» EXCERPTED TEXT:
So far, all that’s quiet. But in an internet age of hot takes and impulsive reactions, it’s only a matter of time. In fact, this ministry and others want to reach even more fans, to promote Christian-made fantastical stories and a Christian view of all fantastical stories. So it is inevitable we, and I, will get Associated with sinners no matter what we do.

Realm Makers 2017

One week away. See you there?

How do we address these situations when they arise?

On a case-by-case basis. In love. With respect and gentleness, yet truth. And always, always, based on Scripture over emotions.

Especially as we head into the Realm Makers conference next week (Reno, Nevada, July 26-30!), please pray for this ministry of Speculative Faith. Pray for all of our writers and allies, and their various Associations with others. Pray for the Realm Makers organizers! And pray for the success of our future projects, for Jesus’s sake and our readers’ glorification of Him.

  1. “Sexualityism” is my term for the nation’s fastest-growing religion. Its believers value sexual preferences and expressions as the highest purpose of humanity. They view as their enemies any other religious believers who hold other values or gods as higher.

» RECORDED DATA:
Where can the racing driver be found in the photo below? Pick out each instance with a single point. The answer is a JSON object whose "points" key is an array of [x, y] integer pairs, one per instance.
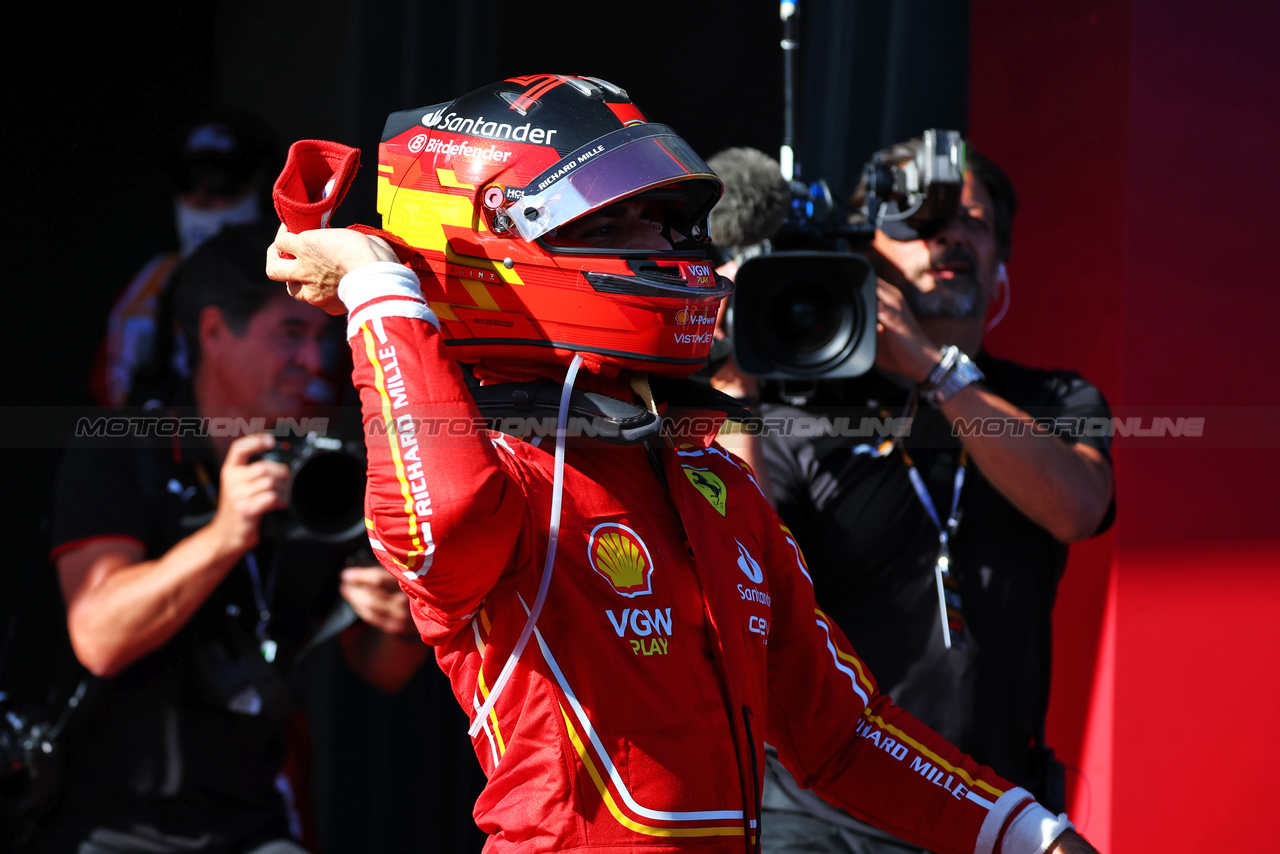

» PROBLEM SET:
a) From the Realm Makers passage, list everything the reader is asked to pray for.
b) Write the next part of the Realm Makers passage, starting after its final footnote.

» RESPONSES:
a)
- This ministry of Speculative Faith
- All of our writers and allies, and their various Associations with others
- The Realm Makers organizers
- The success of our future projects

b)
  2. All Christians are missionaries, whether in their immediate area, or in faraway lands.
  3. Night one (video): Hosted by a biblical church, not in the worship service, and with free tickets and promotion so people knew what they were getting. Dr. White asked Dr. Qadhi questions about Islam so the audience could understand this religion better. Night two (video): Hosted by an Islamic center nearby. This time, Dr. Qadhi asked Dr. White questions about Christianity, including specific questions about Jesus and the gospel, so their Muslim audience could understand Christianity better. Despite similarities to an “interfaith dialogue,” in which (liberal?) players cover over their differences and make nice, at no time did doctors Qadhi or White dismiss their differences. They acknowledged them openly, and by the end even addressed a big question: how do you love and serve your other-religious neighbor when you and he both believe the other is literally going to Hell someday?
  4. Mark 2:16-17 (ESV).
  5. 1 Corinthians 5:9-13 (ESV).
  6. 2 John 9-11, ESV.
  7. I’ve found Dr. James White’s reminder about this text helpful at 2 John 9-11 Examined. Many people have thrown this text against White for his supposed “receiving” of Qadhi into God’s house to teach. But as White points out, Qadhi was never presented as a Christian teacher in the way the apostle John condemns. They made their differences very clear.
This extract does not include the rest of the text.